**Texte source**

----

La Couleur de la Grenade (Sayat Nova) (1968) de Sergei Parajanov
Considéré comme un chef-d'oeuvre du type - il s'est pris quand même 5 ans de goulag pour la peine, le bougre -, ce film sur la vie du poète arménien Sayat Nova au 18ème s. (apparemment plus passionnante que celle d'un lanceur de poids Ouzbèke du 19ème, cela dit sans préjugés) est une série de tableaux animés pleins de bruits et de couleurs et dont le sens métaphorique m'a sans doute échappé la plupart du temps. Restent quelques visions définitivement, euh... originales, alors que l'on suit la vie du gars de son enfance à son trépas, en passant par sa visite à la cour d'un roi ou encore sa retraite dans un monastère. J'ai cru aussi reconnaître un moment Barbara dans le film, mais c'est en fait le poète qui aurait changé de sexe parfois au cours de sa vie d'où les grosses embrouilles par la suite de Parajanov accusé d'homosexualité - ah moi?, j'ai aucune preuve, j'en sais po plus. Bref au départ, c'est un feu d'artifice de couleurs - les teintures de tissus -, d'images impressionnantes - ces multiples livres que l'on sèche sur le toit de l'église - ou encore de "sensations visuelles" - les séquences sur ces corps dans les bains... On imagine dans quelle atmosphère a pu grandir le petit Sayat et Parajanov de composer chaque image comme un bouquet de saveurs, un festin esthétique.

----

**Données extraites**
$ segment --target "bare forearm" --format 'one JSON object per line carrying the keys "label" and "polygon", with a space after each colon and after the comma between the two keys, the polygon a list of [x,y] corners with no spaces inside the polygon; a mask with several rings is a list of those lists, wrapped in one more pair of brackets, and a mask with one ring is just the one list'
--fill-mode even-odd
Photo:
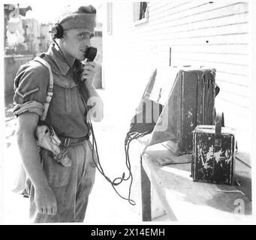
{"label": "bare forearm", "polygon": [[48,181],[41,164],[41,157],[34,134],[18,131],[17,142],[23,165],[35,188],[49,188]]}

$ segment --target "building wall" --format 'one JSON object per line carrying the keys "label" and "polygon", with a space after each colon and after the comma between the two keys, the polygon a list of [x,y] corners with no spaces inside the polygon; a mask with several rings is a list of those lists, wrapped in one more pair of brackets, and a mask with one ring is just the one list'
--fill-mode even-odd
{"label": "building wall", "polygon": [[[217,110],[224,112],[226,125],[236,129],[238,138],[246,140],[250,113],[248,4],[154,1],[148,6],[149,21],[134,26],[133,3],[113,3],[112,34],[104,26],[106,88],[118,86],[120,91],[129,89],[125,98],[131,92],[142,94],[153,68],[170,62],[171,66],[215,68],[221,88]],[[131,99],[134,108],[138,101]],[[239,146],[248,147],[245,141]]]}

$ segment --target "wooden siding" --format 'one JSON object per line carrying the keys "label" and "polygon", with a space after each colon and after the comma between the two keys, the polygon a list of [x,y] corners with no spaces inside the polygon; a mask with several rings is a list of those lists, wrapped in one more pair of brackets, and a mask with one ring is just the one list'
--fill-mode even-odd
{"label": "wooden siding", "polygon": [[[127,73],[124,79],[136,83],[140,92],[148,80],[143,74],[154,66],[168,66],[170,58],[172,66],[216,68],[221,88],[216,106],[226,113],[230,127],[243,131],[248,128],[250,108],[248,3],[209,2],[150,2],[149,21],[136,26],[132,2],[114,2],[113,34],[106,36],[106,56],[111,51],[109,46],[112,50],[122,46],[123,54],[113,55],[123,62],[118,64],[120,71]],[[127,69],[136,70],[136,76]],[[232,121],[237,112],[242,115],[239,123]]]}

----

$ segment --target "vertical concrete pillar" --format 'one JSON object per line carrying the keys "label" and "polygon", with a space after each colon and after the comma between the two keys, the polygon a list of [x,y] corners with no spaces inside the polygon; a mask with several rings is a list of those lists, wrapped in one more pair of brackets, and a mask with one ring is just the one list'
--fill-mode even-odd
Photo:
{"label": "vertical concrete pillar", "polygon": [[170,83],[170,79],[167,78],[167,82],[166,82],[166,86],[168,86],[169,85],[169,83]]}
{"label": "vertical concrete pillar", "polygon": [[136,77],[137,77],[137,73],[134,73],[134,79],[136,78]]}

----

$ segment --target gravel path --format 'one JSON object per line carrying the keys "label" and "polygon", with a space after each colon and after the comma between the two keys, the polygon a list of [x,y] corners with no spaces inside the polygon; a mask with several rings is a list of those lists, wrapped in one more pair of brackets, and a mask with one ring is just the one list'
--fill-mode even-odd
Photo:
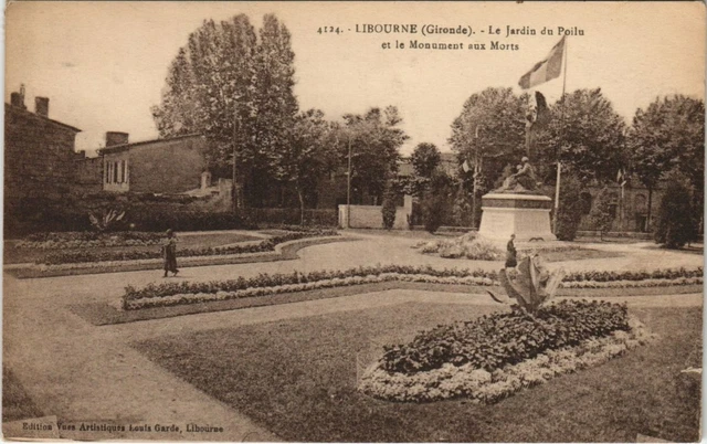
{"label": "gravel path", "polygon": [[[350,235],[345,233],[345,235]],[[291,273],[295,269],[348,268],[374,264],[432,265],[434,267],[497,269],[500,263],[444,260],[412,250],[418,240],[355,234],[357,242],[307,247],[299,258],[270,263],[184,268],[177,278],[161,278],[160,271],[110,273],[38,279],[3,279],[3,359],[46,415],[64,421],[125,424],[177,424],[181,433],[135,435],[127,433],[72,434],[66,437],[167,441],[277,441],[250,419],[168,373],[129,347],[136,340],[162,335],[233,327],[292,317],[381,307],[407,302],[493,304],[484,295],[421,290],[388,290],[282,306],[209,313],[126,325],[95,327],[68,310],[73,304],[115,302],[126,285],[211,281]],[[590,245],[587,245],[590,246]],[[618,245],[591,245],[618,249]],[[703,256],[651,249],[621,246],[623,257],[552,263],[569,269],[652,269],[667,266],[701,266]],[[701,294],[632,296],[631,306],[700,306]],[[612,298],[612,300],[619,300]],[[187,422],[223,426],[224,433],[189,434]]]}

----

**À faire**
• a. D'après le texte source, où fait-on sécher les multiples livres montrés dans le film ?
• b. Comptez les lignes de la liste qui contiennent la chaîne « pillar », en tenant compte de la casse, et donnez uniquement ce nombre.
La liste n'a aucun rapport avec le texte source.

**Réponses par tâche**
• a. Sur le toit de l'église.

• b. 3